■ **REQUIRED TASK**
Restate, word for word, every line of the data.

--- Start of INFORMATION SHOWN ---

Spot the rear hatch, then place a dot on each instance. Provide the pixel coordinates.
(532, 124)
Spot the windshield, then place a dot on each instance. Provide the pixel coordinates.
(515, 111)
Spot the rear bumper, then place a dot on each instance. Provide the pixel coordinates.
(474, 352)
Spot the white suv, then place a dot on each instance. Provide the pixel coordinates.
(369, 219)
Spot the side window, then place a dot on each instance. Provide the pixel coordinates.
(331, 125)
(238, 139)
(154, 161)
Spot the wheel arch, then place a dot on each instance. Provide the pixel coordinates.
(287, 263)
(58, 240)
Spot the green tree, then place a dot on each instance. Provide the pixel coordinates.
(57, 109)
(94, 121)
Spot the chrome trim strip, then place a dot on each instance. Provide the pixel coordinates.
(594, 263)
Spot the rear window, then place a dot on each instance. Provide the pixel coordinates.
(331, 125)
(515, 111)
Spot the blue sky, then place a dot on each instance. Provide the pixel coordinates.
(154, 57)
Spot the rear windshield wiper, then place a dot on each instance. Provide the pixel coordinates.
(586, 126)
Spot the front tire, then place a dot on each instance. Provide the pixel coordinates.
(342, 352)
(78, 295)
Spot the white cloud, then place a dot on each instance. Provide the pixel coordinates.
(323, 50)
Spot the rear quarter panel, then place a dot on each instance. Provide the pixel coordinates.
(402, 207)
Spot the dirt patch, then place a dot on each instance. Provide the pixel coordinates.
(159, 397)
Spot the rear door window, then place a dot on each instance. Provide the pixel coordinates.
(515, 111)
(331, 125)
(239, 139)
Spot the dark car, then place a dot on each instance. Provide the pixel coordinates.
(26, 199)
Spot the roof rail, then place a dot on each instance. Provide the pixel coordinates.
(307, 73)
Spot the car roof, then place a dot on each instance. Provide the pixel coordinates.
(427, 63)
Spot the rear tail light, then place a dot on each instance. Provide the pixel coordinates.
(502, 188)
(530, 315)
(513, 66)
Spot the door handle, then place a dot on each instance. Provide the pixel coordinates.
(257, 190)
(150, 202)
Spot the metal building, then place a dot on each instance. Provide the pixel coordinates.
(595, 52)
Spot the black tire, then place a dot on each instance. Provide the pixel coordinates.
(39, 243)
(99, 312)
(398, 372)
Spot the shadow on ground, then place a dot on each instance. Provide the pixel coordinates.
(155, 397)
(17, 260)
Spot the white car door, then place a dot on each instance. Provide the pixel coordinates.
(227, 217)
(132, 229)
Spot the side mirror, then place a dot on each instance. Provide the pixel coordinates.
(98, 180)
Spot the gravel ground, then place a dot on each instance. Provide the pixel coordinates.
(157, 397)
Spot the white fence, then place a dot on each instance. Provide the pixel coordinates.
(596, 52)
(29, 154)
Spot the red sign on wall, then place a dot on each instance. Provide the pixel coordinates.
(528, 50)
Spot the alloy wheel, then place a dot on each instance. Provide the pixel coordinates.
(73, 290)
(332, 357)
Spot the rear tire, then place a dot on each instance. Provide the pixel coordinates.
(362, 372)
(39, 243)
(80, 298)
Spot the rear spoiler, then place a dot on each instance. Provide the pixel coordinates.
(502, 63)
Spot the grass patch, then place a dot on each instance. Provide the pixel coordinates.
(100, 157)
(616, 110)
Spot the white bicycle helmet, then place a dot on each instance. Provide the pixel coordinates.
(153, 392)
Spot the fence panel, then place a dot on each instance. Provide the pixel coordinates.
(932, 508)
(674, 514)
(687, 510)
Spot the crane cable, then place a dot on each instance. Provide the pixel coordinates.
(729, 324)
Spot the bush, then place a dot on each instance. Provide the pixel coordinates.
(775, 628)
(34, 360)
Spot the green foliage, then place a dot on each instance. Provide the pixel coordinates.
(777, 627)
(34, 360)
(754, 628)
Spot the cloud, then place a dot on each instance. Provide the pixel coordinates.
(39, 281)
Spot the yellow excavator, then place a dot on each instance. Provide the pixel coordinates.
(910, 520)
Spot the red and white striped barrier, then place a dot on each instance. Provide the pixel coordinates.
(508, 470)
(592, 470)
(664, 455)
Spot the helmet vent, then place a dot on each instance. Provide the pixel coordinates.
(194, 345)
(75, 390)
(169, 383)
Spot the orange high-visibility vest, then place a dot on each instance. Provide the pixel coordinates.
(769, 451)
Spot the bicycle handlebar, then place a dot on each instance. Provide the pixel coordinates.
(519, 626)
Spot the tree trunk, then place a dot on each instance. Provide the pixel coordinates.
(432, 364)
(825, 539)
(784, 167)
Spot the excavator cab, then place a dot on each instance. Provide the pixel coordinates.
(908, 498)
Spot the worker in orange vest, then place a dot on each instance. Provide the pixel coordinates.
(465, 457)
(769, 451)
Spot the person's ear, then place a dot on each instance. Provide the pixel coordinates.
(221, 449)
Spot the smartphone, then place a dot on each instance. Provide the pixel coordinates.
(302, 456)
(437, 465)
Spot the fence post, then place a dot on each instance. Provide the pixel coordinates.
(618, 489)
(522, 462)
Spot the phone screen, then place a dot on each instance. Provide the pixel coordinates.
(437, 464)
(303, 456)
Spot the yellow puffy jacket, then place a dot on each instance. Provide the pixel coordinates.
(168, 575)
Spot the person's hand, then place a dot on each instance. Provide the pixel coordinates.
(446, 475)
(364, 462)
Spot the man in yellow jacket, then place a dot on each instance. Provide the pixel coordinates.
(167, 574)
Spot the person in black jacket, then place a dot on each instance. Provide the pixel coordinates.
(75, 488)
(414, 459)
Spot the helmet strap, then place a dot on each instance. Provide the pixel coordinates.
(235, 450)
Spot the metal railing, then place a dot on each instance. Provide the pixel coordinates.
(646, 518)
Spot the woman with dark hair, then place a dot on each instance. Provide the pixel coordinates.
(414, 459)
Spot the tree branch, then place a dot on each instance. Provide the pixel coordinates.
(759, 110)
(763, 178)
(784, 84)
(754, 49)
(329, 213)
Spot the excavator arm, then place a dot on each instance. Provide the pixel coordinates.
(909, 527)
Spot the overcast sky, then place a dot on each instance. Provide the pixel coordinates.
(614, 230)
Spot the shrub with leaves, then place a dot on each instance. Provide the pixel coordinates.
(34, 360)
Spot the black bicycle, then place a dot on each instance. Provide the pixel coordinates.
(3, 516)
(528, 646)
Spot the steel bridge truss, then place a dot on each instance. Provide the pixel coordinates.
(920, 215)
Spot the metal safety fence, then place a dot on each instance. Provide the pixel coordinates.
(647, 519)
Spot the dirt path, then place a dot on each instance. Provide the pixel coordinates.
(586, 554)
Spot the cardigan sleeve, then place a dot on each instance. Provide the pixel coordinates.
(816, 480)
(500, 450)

--- End of INFORMATION SHOWN ---

■ **SOLUTION FOR THIS TASK**
Spot the rear hatch, then place a dot on each instance. Provide the pixel coordinates.
(532, 124)
Spot the windshield, then place a dot on each instance. Provide the pixel coordinates.
(515, 111)
Spot the rear bumper, then place a dot on each instance. Provide the pixel coordinates.
(474, 352)
Spot the white suv, then place a dot on each instance. Provide the pixel coordinates.
(369, 219)
Spot the side window, then place a dot on each instance. Provide the pixel coordinates.
(331, 125)
(238, 139)
(154, 161)
Spot the wheel arch, then place a dot on each instance. Provide the pixel coordinates.
(287, 263)
(58, 240)
Spot the green tree, then place a dot on each instance. Provide the pixel coordinates.
(57, 109)
(94, 121)
Spot the chrome trim strip, then place a dot on each instance. Provide the pixel coordinates.
(594, 263)
Spot the rear window, then place a dot on each instance. Provide the pixel coordinates.
(331, 125)
(515, 111)
Spot the blue sky, then place a dot on each instance. Provide the pixel coordinates.
(154, 57)
Spot the rear windshield wiper, then place a dot on each instance. Provide the pixel coordinates.
(586, 126)
Spot the front tire, then place a dot on each instance. Provide the pixel coordinates.
(342, 352)
(78, 295)
Spot the white cloud, then place a dot on each instance. Provide the pixel coordinates.
(323, 50)
Spot the rear quarter panel, then place a dot on each instance. Provide the pixel coordinates.
(402, 207)
Spot the dirt patch, then place a dot on each instance. Provide the pixel coordinates.
(159, 397)
Spot the rear door window, then place a dot on each instance. Provide the pixel coordinates.
(515, 111)
(331, 125)
(239, 139)
Spot the dark car, then place a dot on each instance. Provide the pixel coordinates.
(26, 199)
Spot the roof rail, then place a dot on each instance. Provide the pixel coordinates.
(307, 73)
Spot the car roof, then place a dot on each instance. Provide the pixel coordinates.
(427, 63)
Spot the rear tail light, then place a dot on each instance. Provide the pixel coordinates.
(502, 188)
(530, 315)
(513, 66)
Spot the door handle, then place a dot on each instance. Provide the pixel coordinates.
(257, 190)
(150, 202)
Spot the metal building, then place a dot on each instance. Provide the pixel coordinates.
(595, 52)
Spot the black tire, then place a dot on each instance. Provide the pixel coordinates.
(39, 243)
(99, 312)
(398, 372)
Spot the shadow on ground, then place a dot on each instance. Provide the pixel coordinates.
(155, 397)
(17, 260)
Spot the white car door, then place a dot on each instance. Provide the pixel coordinates.
(227, 217)
(132, 229)
Spot the side mirror, then place a dot on each instance. Provide the pixel coordinates.
(98, 180)
Spot the gravel ground, then place a dot on each instance. Provide the pixel coordinates.
(157, 397)
Spot the white fence, then place a dot on each instance. Provide the pixel coordinates.
(596, 52)
(29, 154)
Spot the red sign on wall, then place a dot on each instance. Provide the pixel coordinates.
(528, 50)
Spot the alloy wheel, then place a dot on each instance. Provide the pixel coordinates.
(73, 290)
(332, 357)
Spot the rear tire, then place a dot on each instance. Provide the pixel coordinates.
(362, 372)
(39, 243)
(80, 298)
Spot the rear spoiler, then place a dot on each instance. Provide the pixel coordinates.
(502, 63)
Spot the grass patch, then place a dot on each instance. Provide the pixel coordinates.
(100, 157)
(616, 110)
Spot the white bicycle helmet, then place a dot on each instance. Provide the pixel coordinates.
(153, 392)
Spot the fence panel, then place a dot on each instance. Provide the pixel coordinates.
(932, 508)
(674, 514)
(687, 510)
Spot the crane cable, then place a dot on each instance. Provide the pixel coordinates.
(729, 324)
Spot the bush, then place a dot on each instance. Provide the pixel coordinates.
(775, 628)
(34, 360)
Spot the green foliage, then place a dot on each instance. Provide the pixel coordinates.
(777, 627)
(34, 360)
(754, 628)
Spot the cloud, then place a dot on each instance. Provide the pixel coordinates.
(39, 281)
Spot the yellow excavator, then place a dot on each instance. Provide the pixel coordinates.
(910, 520)
Spot the red and white striped barrier, then place a dot on each instance. Provide the pixel coordinates.
(508, 470)
(592, 470)
(664, 455)
Spot the helmet vent, then place a dot on each instance. Provide the pixel coordinates.
(194, 345)
(75, 390)
(169, 383)
Spot the orange high-visibility vest, then place a dot on each instance. Provide the pixel coordinates.
(769, 451)
Spot the bicycle handlebar, then place a dot on each instance. Provide the pixel coordinates.
(519, 626)
Spot the tree trunk, then place a dot on each instance. Provide the pixel coordinates.
(432, 364)
(825, 539)
(784, 167)
Spot the excavator cab, then place a dot on each instance. Provide the pixel coordinates.
(908, 498)
Spot the worker in orange vest, then place a dot on each instance. Provide the pixel coordinates.
(465, 457)
(769, 451)
Spot the person's ear, then place a dot on each instance. Provide the pixel coordinates.
(221, 449)
Spot the smartphone, then place a dot on each instance. Provide the pixel coordinates.
(302, 456)
(437, 465)
Spot the fence post, then place a dot on each instance. Provide the pixel coordinates.
(618, 489)
(522, 462)
Spot the phone screen, then place a dot on each instance. Provide the pixel coordinates.
(437, 464)
(303, 456)
Spot the yellow puffy jacket, then place a dot on each instance. Provide the pixel coordinates.
(168, 575)
Spot the person's hand, then place a dot on each instance. Provide the pixel coordinates.
(446, 475)
(364, 462)
Spot the man in yellow jacket, then place a dot on each instance. Provide the pixel coordinates.
(167, 574)
Spot the person in black jacket, then place a dot on each instance. Provide the pixel coordinates.
(75, 488)
(414, 459)
Spot the helmet strap, then place a dot on each instance. Provide the pixel coordinates.
(235, 450)
Spot the metal railing, then place a dot on each instance. Provide the pixel coordinates.
(646, 518)
Spot the woman with dark hair, then place a dot on each instance. Provide the pixel coordinates.
(414, 459)
Spot the tree branch, then place a dot on each instance. Provide the pixel coordinates.
(759, 110)
(763, 178)
(784, 84)
(754, 49)
(329, 213)
Spot the excavator arm, then place a dot on each instance. Provide the pixel coordinates.
(909, 527)
Spot the overcast sky, then place a dot on each instance. Provide the pixel coordinates.
(614, 230)
Spot the shrub with leaves, then place a dot on each instance. Provide the pixel coordinates.
(34, 360)
Spot the black bicycle, then place a dot on each instance. Provide the pixel coordinates.
(3, 516)
(528, 646)
Spot the steel bridge truss, then place a dot on each instance. Provide the pixel coordinates.
(920, 215)
Spot the metal safety fence, then place a dot on each instance. Provide the pixel coordinates.
(647, 519)
Spot the dirt path, then place a dot on each instance. Provide the pixel coordinates.
(586, 554)
Spot the cardigan sleeve, then place a dot on each instance. Provide the pixel coordinates.
(816, 480)
(500, 450)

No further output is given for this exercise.